*WHAT NEEDS TO BE DONE*.
Each entry below is to be printed verbatim.

Extracted data entries:
********

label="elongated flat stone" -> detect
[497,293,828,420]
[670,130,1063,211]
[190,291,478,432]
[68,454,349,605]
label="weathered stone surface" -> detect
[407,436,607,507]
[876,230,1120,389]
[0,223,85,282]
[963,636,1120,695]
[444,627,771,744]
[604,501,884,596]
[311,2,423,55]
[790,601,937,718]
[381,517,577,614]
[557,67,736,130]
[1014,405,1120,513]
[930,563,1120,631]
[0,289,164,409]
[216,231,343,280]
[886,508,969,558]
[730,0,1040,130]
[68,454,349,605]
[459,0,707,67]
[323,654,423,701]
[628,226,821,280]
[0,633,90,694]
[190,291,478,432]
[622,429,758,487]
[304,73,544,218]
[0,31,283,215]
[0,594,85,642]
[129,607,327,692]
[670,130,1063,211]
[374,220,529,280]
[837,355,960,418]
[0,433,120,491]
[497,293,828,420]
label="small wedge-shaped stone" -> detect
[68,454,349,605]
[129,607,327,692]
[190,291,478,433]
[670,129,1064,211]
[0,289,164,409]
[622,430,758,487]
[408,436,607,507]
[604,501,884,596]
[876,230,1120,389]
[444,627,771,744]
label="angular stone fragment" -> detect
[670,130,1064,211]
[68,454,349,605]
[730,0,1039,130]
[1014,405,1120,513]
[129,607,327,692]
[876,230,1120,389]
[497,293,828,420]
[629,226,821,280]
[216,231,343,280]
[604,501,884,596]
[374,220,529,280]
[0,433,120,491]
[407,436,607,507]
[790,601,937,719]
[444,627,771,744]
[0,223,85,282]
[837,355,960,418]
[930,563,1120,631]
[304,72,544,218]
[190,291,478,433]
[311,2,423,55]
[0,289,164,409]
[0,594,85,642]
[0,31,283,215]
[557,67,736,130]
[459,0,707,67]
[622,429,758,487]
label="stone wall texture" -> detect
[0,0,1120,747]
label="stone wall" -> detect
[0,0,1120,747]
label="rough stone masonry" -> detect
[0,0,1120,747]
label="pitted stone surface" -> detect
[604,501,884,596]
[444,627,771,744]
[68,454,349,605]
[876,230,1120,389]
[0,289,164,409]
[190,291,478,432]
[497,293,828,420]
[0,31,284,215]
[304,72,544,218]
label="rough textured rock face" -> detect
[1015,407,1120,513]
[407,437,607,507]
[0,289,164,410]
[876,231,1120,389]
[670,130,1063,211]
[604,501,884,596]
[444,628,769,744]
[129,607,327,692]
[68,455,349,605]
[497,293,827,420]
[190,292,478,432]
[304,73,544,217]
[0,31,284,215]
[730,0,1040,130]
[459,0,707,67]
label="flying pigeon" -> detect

********

*TASK RESULT*.
label="elongated flat stone" -> detect
[497,293,828,420]
[670,130,1063,211]
[190,291,478,432]
[68,454,349,605]
label="weathered stone surface" -> detect
[407,436,607,507]
[876,230,1120,389]
[0,223,85,282]
[963,636,1120,695]
[444,627,771,744]
[604,501,884,596]
[311,2,423,55]
[790,601,937,718]
[381,517,577,614]
[557,67,736,130]
[1014,405,1120,513]
[930,563,1120,631]
[0,289,164,409]
[216,231,343,280]
[886,508,969,558]
[730,0,1040,130]
[68,454,349,605]
[459,0,707,67]
[323,654,423,701]
[628,226,821,280]
[0,633,90,694]
[190,291,478,432]
[622,429,758,487]
[304,73,544,218]
[0,31,283,215]
[0,594,85,642]
[129,607,327,692]
[670,130,1063,211]
[374,220,529,280]
[837,355,960,418]
[0,433,120,491]
[497,293,828,420]
label="small wedge-shaped stone" -> detect
[68,454,349,605]
[129,607,327,692]
[190,291,478,433]
[670,129,1064,211]
[0,289,164,409]
[622,430,758,487]
[408,436,607,507]
[604,501,884,596]
[876,230,1120,389]
[444,627,771,744]
label="angular stone fragment" -> detect
[670,130,1064,211]
[68,454,349,605]
[730,0,1039,130]
[1014,405,1120,513]
[129,607,327,692]
[876,230,1120,389]
[497,293,828,420]
[629,226,821,280]
[216,231,343,280]
[604,501,884,596]
[374,220,529,280]
[0,433,120,491]
[407,436,607,507]
[790,601,937,719]
[444,627,771,744]
[0,223,85,282]
[837,355,960,418]
[930,563,1120,631]
[304,72,544,218]
[190,291,478,433]
[311,2,423,55]
[0,289,164,409]
[0,594,85,642]
[0,31,283,215]
[557,67,736,130]
[459,0,707,67]
[622,429,758,487]
label="stone wall texture" -> detect
[0,0,1120,747]
label="stone wall" -> detect
[0,0,1120,747]
label="rough stone masonry" -> detect
[0,0,1120,747]
label="pitted stone surface" -> detect
[604,501,884,596]
[444,627,771,744]
[68,454,349,605]
[876,230,1120,389]
[0,289,164,409]
[190,291,478,432]
[497,293,828,420]
[0,31,284,215]
[304,72,544,218]
label="rough textured rock face" -> detect
[1015,407,1120,513]
[407,437,607,507]
[0,289,164,410]
[876,231,1120,389]
[670,130,1063,211]
[604,501,884,596]
[444,628,769,744]
[129,607,327,692]
[68,455,349,605]
[497,293,827,420]
[190,292,478,432]
[304,73,544,217]
[0,31,284,215]
[730,0,1040,130]
[459,0,707,67]
label="flying pigeon" -> detect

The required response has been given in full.